(Saved data entries)
▶

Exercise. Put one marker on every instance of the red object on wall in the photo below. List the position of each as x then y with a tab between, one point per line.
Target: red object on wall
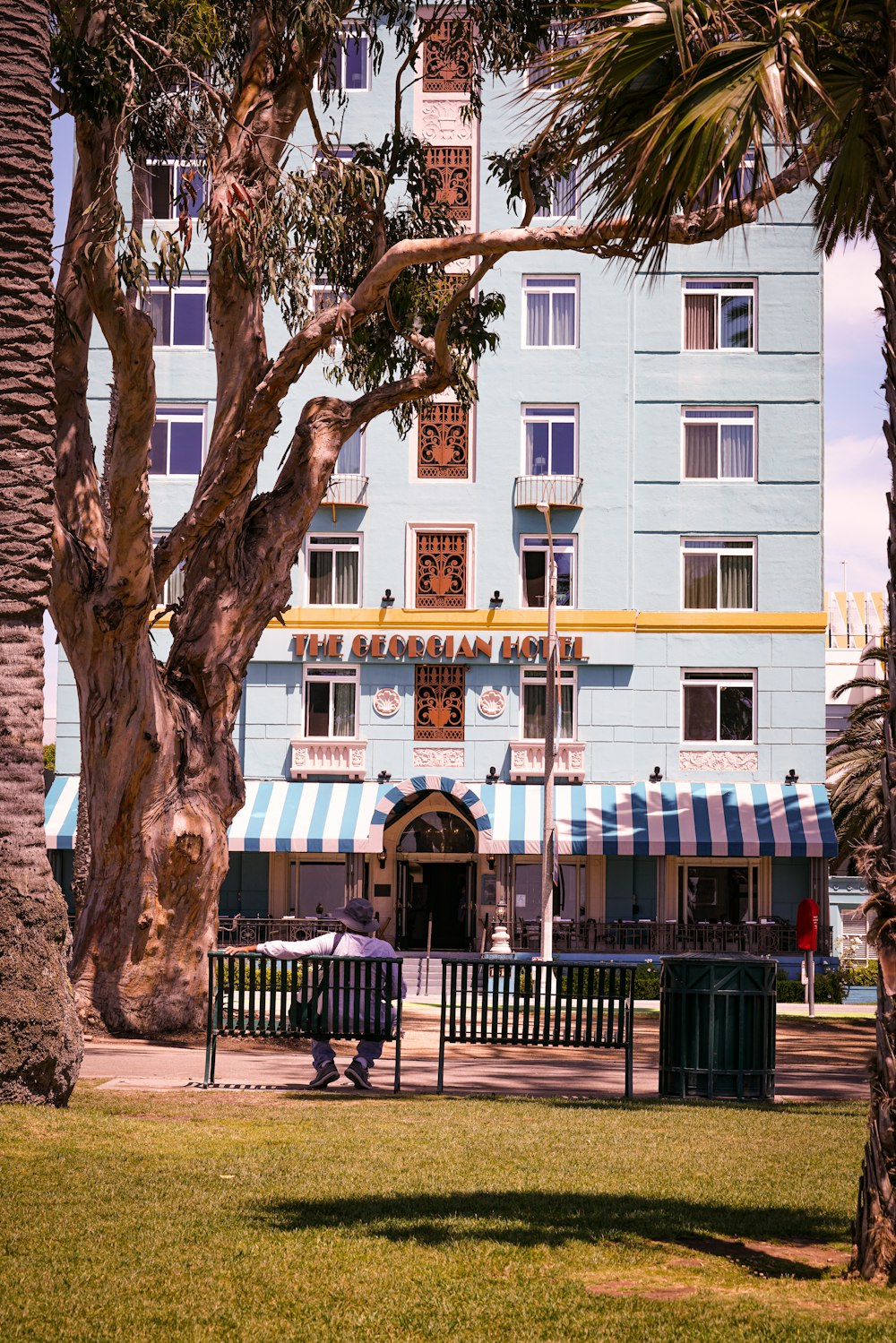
807	925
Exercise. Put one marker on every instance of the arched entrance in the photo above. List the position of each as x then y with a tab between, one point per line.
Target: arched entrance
435	852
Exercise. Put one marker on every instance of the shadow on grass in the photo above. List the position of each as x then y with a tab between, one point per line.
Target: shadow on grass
530	1218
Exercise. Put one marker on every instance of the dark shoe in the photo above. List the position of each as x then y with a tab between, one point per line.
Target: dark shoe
324	1076
359	1073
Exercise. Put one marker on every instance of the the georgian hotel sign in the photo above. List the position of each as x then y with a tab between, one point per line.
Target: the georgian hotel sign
511	648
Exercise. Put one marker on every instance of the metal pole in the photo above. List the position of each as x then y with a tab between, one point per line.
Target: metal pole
549	750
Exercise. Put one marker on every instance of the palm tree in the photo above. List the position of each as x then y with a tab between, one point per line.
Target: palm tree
39	1034
855	761
672	105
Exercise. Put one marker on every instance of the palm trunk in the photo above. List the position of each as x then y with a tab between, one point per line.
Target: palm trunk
874	1230
40	1044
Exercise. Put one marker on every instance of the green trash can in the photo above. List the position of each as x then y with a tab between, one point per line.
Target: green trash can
718	1026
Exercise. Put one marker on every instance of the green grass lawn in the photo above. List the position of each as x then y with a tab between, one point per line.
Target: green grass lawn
228	1217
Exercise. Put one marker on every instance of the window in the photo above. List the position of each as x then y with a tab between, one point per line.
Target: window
441	570
533	696
331	702
351	455
549	438
438	702
443	444
551	312
175	190
535	570
179	314
718	707
172	589
563	198
719	444
177	441
718	575
719	314
718	892
347	65
333	570
538	69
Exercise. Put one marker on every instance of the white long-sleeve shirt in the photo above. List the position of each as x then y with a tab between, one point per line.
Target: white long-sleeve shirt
333	944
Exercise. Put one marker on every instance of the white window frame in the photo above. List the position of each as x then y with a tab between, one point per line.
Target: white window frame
745	546
327	538
349	30
723	288
540	673
335	673
557	214
164	411
726	415
549	289
175	166
538	543
543	419
720	677
194	285
410	560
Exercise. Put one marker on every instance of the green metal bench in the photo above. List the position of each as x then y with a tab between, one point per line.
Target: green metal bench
584	1005
341	997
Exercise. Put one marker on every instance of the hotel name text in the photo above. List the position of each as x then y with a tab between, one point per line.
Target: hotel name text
524	648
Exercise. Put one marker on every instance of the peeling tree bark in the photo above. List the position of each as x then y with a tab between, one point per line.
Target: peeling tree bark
40	1045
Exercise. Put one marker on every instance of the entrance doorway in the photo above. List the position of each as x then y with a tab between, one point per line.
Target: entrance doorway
441	892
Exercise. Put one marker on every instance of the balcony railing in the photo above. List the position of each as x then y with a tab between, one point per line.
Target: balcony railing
557	490
347	490
347	759
527	759
762	938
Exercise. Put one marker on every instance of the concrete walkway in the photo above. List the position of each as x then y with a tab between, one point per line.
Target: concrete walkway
817	1060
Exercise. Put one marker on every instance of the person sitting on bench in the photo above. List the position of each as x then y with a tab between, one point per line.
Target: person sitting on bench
358	939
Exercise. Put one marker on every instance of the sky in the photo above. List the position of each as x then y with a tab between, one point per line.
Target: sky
856	469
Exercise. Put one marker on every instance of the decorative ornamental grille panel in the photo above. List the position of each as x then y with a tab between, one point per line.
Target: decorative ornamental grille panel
441	571
447	59
444	442
454	166
438	702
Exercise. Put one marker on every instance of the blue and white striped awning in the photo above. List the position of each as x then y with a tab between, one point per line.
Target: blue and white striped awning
691	820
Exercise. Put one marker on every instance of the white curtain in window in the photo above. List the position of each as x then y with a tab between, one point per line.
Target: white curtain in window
538	319
564	319
700	452
700	322
346	578
700	581
737	581
349	455
343	708
737	450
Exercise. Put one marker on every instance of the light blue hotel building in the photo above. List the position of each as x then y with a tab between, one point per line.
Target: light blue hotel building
392	735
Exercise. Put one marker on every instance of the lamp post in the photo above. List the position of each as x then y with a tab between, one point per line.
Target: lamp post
548	839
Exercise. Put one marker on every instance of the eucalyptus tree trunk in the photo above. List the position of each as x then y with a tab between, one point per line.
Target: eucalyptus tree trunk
40	1045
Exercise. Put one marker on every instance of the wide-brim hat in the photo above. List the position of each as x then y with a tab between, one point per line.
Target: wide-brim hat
358	915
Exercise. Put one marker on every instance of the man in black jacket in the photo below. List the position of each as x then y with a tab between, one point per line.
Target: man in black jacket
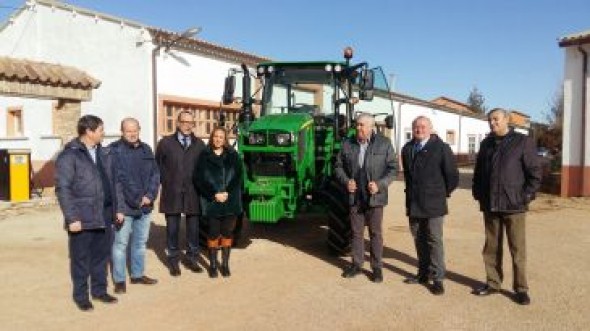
506	178
85	193
177	155
136	185
365	167
430	174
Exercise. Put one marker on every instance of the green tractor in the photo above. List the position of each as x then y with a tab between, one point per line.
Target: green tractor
288	152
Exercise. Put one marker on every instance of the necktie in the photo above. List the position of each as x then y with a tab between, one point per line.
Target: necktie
417	148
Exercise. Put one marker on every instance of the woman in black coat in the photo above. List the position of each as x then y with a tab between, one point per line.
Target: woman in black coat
218	178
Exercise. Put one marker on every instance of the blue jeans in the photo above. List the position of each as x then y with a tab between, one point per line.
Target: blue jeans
135	229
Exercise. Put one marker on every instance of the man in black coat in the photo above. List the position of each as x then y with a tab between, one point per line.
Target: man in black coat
366	167
85	191
506	178
431	175
136	188
177	155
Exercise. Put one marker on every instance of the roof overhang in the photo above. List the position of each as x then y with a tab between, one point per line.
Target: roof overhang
21	77
165	38
576	39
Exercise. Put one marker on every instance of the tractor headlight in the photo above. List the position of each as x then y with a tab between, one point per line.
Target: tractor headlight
256	139
283	139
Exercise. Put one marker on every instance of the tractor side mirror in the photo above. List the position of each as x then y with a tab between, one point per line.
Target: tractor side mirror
367	85
389	122
229	89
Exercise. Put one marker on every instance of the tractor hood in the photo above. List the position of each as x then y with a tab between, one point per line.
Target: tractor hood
281	122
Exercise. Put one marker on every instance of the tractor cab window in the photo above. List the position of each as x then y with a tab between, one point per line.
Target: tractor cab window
298	91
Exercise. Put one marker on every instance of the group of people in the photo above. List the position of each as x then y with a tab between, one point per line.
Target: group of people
107	197
506	178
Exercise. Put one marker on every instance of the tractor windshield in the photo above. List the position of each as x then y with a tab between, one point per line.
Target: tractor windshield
298	90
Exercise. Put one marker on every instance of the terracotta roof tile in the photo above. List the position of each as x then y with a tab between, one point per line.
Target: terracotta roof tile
45	73
575	39
163	37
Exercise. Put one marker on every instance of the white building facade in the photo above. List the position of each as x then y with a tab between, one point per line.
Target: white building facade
575	176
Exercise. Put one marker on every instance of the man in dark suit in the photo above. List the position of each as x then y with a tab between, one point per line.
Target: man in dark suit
177	155
430	174
506	178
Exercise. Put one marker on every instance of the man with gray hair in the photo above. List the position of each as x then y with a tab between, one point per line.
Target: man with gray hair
506	178
430	175
137	180
366	166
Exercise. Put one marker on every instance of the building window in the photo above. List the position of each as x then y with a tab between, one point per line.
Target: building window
14	122
451	137
471	141
206	117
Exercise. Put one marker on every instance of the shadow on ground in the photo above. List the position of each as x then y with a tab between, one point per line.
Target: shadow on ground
308	235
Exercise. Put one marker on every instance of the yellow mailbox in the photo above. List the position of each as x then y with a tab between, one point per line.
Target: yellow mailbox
15	180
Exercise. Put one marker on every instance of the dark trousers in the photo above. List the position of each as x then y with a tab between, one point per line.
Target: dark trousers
373	218
222	226
173	232
89	255
495	223
428	233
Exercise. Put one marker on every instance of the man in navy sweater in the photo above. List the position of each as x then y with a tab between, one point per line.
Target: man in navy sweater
136	186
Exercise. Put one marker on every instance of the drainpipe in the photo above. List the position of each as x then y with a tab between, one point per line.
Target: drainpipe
460	134
584	91
155	53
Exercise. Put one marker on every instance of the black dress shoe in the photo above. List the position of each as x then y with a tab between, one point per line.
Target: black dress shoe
193	266
437	288
120	288
85	305
105	298
485	291
351	271
416	280
145	280
522	298
377	275
174	270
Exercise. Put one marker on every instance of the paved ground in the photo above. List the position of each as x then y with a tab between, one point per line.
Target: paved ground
284	279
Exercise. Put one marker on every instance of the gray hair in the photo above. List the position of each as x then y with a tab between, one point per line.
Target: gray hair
498	110
422	117
129	120
366	118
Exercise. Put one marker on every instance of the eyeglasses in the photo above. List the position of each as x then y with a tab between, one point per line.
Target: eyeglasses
187	122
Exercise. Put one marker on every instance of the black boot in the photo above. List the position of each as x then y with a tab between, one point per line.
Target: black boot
213	262
225	261
173	265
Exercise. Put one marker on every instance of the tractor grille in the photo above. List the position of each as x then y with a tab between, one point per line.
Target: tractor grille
269	164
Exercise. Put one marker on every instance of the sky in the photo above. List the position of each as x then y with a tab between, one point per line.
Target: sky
507	49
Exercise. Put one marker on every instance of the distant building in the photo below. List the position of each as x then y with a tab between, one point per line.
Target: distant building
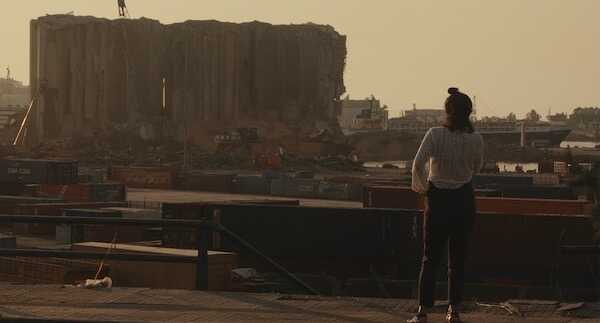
13	94
363	115
416	119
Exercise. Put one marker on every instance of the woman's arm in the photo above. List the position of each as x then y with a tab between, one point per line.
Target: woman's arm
478	158
419	171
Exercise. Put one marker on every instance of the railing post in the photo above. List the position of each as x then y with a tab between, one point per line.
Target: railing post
202	236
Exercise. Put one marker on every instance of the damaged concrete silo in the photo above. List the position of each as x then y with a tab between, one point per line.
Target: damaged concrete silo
95	74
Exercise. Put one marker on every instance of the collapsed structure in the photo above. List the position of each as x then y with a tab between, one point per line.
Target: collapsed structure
192	79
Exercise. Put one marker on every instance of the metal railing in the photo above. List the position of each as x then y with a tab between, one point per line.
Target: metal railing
204	229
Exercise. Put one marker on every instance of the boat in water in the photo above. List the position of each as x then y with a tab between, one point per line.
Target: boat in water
503	131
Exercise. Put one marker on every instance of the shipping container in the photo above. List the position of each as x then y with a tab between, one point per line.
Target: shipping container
251	185
561	168
37	171
102	233
52	209
334	191
144	177
552	192
484	180
546	179
306	188
68	234
8	241
86	192
208	181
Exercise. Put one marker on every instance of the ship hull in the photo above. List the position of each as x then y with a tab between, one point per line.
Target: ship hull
550	138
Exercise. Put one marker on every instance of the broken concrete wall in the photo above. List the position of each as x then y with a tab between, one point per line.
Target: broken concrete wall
94	74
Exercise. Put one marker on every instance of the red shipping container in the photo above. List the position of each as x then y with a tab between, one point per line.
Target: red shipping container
144	177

◀

§ Requirement:
Lines from the records above that hold "below" are the ones to list.

§ Answer to the exercise:
Exercise. Put one marker on every instance of the red object on wall in the photo below. List the position of each as x then y with a tab between, one point per line.
Exercise. Put one marker on every instance of the man in black jacket in the photo below. List the position of each as x then y with a tab between, one point per line.
Exercise. Put one marker on every instance of the distant building in the photo below. List the position of each as x then y with a tab between, one point per line.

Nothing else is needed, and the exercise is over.